## Problem
Give back exactly the lines running from the line with "the white wall" to the end of the entries, and only those lines.

───── Material ─────

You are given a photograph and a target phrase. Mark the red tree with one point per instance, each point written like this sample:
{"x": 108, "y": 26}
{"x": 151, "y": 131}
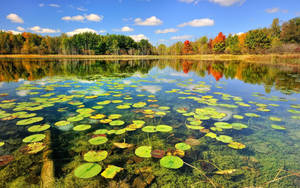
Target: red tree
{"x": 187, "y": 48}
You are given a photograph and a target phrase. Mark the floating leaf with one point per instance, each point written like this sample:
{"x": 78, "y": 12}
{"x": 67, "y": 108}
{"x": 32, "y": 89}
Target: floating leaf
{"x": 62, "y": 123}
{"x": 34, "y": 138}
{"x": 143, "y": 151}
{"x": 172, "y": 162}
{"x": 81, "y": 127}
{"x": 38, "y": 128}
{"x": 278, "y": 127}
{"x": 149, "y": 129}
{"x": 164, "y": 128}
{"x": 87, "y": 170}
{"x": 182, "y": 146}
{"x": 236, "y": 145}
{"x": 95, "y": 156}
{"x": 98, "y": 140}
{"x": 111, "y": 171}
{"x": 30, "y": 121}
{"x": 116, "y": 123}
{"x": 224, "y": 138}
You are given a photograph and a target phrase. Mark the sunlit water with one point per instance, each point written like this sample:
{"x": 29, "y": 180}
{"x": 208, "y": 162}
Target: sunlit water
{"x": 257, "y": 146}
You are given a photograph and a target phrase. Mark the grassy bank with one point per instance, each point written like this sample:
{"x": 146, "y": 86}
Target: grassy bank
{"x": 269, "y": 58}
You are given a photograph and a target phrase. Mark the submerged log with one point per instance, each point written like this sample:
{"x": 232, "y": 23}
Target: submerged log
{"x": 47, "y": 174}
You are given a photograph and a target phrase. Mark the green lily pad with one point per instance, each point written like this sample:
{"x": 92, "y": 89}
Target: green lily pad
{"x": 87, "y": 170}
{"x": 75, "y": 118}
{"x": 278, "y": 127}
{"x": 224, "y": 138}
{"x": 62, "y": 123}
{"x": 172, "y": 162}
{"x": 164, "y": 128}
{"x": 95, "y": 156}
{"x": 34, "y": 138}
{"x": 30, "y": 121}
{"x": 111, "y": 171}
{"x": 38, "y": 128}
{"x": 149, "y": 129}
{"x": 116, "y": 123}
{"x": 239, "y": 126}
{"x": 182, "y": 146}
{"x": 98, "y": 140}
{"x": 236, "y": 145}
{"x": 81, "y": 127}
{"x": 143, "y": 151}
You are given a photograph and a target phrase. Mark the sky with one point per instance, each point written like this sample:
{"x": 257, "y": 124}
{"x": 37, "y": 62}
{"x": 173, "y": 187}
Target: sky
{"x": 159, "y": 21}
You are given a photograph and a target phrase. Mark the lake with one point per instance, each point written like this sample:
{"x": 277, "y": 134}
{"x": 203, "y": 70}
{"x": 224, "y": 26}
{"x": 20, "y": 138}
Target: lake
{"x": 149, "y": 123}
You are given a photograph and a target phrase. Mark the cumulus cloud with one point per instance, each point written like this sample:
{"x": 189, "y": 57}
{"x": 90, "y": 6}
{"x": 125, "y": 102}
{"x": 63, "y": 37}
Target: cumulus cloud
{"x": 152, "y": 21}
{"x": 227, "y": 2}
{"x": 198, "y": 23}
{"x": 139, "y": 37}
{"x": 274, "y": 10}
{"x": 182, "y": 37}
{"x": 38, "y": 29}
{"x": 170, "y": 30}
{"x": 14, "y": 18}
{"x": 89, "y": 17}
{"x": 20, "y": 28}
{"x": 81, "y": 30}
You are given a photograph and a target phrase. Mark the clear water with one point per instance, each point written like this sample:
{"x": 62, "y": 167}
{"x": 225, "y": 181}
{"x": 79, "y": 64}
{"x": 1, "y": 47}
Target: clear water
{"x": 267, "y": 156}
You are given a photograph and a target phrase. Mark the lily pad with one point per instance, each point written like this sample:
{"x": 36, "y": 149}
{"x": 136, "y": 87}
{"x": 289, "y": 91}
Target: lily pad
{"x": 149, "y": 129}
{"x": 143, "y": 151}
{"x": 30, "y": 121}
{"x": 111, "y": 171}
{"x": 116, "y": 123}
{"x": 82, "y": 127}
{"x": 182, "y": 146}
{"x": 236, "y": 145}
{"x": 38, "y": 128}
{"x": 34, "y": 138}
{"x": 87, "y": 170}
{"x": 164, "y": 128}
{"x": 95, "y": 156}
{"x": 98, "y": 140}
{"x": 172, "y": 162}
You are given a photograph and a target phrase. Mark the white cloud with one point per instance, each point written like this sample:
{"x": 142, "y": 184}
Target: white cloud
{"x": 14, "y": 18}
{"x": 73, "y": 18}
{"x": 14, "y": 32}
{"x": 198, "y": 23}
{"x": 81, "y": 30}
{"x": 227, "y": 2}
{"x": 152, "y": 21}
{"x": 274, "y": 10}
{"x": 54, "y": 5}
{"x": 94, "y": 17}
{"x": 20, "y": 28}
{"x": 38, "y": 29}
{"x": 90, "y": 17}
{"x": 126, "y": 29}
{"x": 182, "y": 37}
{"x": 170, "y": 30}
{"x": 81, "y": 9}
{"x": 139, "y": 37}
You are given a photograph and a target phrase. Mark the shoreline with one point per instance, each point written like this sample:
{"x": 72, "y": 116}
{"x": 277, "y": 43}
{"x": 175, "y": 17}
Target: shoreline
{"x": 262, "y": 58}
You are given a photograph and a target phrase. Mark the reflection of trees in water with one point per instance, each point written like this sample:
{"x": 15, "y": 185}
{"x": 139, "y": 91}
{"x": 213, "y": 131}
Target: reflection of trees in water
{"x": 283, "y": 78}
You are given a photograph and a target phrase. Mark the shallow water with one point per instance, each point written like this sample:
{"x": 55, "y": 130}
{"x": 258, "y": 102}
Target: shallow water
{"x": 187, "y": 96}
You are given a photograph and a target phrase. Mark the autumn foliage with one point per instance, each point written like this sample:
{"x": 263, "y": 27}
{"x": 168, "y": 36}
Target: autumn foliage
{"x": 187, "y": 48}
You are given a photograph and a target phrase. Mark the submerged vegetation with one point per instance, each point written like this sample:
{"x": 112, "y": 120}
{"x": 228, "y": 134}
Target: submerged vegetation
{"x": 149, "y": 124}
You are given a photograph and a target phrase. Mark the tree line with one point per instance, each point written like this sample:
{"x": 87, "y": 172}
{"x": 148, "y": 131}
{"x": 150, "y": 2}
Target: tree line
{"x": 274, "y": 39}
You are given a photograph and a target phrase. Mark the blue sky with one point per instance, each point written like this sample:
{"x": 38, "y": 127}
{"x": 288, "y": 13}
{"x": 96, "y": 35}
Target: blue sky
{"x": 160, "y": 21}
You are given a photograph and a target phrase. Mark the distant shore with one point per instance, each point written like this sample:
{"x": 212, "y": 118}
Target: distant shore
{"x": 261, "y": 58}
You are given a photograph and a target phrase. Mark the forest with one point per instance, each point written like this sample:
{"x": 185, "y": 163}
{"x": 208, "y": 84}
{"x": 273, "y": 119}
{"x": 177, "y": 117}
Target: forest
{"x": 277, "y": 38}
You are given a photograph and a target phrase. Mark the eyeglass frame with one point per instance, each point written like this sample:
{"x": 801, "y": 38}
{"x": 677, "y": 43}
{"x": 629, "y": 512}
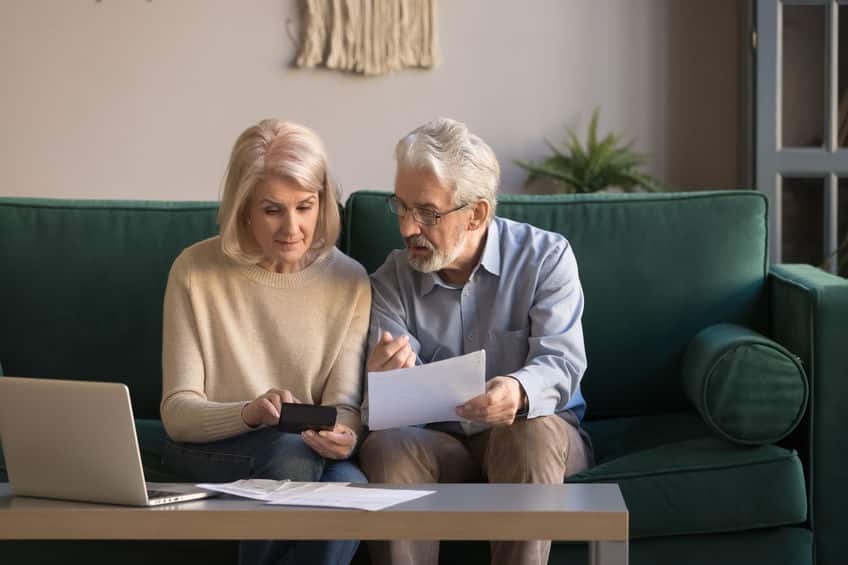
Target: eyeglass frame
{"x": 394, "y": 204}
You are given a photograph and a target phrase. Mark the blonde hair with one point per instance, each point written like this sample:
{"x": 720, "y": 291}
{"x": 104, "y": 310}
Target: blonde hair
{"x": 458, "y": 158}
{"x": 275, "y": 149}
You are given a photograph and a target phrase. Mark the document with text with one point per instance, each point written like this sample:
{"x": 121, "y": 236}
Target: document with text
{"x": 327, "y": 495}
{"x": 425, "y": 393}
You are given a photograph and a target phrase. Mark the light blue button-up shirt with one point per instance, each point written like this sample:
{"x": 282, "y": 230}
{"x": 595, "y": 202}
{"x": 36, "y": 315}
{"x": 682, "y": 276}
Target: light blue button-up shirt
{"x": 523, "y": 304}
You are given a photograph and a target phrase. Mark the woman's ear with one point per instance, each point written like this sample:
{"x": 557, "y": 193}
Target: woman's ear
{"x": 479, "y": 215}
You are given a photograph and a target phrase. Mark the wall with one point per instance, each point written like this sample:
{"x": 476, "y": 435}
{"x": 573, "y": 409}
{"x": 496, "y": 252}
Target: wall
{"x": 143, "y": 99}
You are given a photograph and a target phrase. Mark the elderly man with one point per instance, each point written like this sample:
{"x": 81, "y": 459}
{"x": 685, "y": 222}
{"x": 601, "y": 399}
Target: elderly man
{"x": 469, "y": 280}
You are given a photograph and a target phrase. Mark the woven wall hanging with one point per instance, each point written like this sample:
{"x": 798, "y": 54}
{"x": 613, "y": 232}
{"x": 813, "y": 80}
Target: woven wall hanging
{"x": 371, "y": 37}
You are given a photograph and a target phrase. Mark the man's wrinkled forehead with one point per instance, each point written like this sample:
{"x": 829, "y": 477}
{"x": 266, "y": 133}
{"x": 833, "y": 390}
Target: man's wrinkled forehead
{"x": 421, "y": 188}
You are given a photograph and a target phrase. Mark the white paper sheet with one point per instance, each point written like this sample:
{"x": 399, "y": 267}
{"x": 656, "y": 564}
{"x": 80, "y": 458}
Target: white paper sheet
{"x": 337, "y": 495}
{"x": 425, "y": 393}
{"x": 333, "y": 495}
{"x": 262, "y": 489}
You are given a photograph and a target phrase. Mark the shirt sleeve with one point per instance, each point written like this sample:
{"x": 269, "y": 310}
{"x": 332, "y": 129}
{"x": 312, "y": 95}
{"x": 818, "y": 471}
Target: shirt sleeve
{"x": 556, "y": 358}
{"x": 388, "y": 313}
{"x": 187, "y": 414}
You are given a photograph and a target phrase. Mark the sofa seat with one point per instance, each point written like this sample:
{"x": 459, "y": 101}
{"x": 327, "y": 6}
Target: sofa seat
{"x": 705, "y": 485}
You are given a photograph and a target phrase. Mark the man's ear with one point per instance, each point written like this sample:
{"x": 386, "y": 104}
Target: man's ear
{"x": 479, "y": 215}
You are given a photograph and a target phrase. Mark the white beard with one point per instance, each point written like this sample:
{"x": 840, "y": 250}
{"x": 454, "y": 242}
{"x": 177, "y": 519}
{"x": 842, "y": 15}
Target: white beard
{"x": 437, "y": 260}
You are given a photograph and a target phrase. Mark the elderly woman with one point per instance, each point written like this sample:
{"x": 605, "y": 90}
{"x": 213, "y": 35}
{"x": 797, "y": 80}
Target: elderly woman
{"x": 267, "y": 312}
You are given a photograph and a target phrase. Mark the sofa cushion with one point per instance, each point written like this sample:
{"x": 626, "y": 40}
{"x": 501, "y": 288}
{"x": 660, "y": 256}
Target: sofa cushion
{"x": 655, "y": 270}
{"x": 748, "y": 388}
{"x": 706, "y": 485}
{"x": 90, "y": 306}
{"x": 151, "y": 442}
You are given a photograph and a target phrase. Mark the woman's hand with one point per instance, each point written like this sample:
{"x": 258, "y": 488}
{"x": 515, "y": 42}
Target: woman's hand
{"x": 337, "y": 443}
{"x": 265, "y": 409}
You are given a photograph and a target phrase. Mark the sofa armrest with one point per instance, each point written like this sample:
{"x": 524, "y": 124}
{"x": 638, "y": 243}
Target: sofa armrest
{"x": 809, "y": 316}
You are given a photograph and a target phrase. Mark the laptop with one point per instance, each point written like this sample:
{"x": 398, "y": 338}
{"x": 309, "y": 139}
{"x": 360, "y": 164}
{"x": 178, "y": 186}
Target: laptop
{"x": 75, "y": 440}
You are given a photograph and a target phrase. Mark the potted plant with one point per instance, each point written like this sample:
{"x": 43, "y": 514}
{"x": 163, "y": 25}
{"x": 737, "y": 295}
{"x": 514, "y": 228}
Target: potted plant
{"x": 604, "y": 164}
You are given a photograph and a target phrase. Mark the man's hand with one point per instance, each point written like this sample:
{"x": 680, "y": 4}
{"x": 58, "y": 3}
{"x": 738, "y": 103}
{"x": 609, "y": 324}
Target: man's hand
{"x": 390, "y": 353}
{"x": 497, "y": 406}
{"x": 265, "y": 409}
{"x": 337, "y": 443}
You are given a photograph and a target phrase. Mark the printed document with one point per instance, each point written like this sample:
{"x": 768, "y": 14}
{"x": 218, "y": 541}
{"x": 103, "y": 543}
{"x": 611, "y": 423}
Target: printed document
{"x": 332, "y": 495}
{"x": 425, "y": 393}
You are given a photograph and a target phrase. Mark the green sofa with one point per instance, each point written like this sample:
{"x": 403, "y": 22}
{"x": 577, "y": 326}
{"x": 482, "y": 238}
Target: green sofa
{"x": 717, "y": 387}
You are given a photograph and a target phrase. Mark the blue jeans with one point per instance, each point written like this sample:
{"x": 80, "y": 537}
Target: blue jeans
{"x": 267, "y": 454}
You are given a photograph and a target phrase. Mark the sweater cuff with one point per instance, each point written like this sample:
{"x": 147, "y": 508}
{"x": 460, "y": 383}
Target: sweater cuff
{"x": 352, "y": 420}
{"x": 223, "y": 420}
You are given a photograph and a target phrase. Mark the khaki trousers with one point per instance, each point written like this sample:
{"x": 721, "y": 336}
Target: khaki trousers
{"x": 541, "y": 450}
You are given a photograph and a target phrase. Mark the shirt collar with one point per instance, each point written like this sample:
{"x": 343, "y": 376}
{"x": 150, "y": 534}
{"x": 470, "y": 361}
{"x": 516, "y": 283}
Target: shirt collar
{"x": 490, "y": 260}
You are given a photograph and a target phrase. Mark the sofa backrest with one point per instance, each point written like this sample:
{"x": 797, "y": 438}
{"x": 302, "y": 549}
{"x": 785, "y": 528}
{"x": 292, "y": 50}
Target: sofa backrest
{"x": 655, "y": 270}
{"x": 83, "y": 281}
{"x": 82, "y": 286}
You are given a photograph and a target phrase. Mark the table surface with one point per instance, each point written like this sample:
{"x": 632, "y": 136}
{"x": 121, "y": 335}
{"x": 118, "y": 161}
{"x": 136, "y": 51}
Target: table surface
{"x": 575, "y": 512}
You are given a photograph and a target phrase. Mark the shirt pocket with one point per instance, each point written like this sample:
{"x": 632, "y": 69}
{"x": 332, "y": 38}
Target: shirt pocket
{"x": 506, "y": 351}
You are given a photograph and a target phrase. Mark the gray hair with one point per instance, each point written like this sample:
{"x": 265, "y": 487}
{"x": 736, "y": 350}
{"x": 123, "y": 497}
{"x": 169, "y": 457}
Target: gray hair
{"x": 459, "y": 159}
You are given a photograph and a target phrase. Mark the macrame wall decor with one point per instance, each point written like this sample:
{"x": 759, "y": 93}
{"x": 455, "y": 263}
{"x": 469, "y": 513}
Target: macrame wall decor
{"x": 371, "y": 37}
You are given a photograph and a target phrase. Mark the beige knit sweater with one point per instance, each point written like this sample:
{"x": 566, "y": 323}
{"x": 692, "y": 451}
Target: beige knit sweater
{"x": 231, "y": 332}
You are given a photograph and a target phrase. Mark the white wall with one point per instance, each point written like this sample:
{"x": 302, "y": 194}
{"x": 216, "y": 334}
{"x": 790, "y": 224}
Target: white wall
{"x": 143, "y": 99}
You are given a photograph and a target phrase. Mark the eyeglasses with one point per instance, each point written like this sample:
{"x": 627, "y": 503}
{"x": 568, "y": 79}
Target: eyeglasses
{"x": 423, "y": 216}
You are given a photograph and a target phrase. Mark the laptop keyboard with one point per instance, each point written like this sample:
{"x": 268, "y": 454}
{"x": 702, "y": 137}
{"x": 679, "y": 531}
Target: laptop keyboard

─────

## The solution
You are given a photograph and a target phrase. Mark the white wall with one point per instance, each point written like this sample:
{"x": 302, "y": 194}
{"x": 216, "y": 334}
{"x": 790, "y": 224}
Target: white wall
{"x": 143, "y": 99}
You are given a photograph and a target phrase. Mark the eyeglasses with one point per instance, each point written like this sample:
{"x": 627, "y": 503}
{"x": 568, "y": 79}
Target: eyeglasses
{"x": 423, "y": 216}
You are given a photograph and a target phrase. Mark the laptop keyboard with one point per instance, each point written like this sample:
{"x": 268, "y": 454}
{"x": 702, "y": 137}
{"x": 679, "y": 531}
Target: laptop keyboard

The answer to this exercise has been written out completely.